- [Provided passage]
═══

Stacie Dewayne Black (“Black”) appeals the judgment (“Judgment”) of the Circuit Court of Wayne County, Missouri (“trial court”), convicting him of one count of the class D felony of possession of a controlled substance following a jury trial. See section 579.015.1 In his sole point on appeal, Black challenges the sufficiency of the evidence to sustain his conviction. Finding no error, we affirm the Judgment.
Factual Background and Procedural History
Viewed in the light most favorable to the verdict, the evidence at trial showed as follows.2 Black's vehicle was stopped by law enforcement on May 4, 2023, due to a registration violation. Black was the only occupant of the vehicle, a pickup truck. The officer asked Black if there was anything illegal in the truck, and Black said there was not. Black had trouble producing insurance, so the officer had him sit in the officer's patrol car. Black agreed to let the officer search the pickup truck. During that search, the officer found a syringe snugly fit “like a needle or a pin in a pin cushion” in the foam of the driver's side seat. The “plunger or the top end of the syringe” was visible to the naked eye. The location of the syringe was such that Black could have “[v]ery easily” reached it with his hand at any time while he was sitting in the vehicle. When confronted with the syringe and asked about the manner in which he used methamphetamine – did he “shoot up” or “smoke” – Black said he smoked. Black never acknowledged the syringe belonged to him and told the officer he did not know it was there. When photographing the syringe, the officer noted that it appeared to be empty of any liquid or powder, but did indicate there was a dried substance on the plunger. Black told the officer his stepdad might be buying the truck, but denied that his stepdad used methamphetamine. Prior to the officer finding the syringe, Black told the officer he used methamphetamine, and had last used it “a couple months ago[.]” A witness testified at trial that, around May 5, 2023 (the day following the law enforcement stop), Black admitted to using methamphetamine within the last few days. The State called a forensic scientist employed by the Missouri State Highway Patrol Crime Lab Division as a witness. The scientist confirmed the presence of methamphetamine inside the syringe and explained the process they had used to detect it.

═══

- [Data]
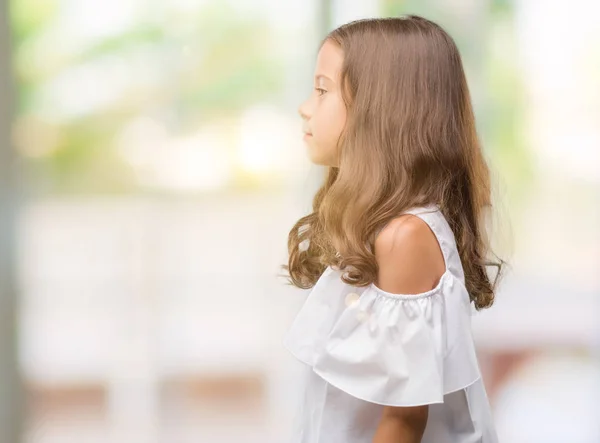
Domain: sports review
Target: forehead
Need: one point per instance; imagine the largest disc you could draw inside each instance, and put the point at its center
(329, 60)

═══

- [To do]
1 – Please translate this sentence from the appeal opinion into Spanish: "Black was the only occupant of the vehicle, a pickup truck."
2 – According to the appeal opinion, why did law enforcement stop Black's vehicle?

- [Solutions below]
1 – Black era el único ocupante del vehículo, una camioneta pickup.

2 – It was stopped because of a registration violation.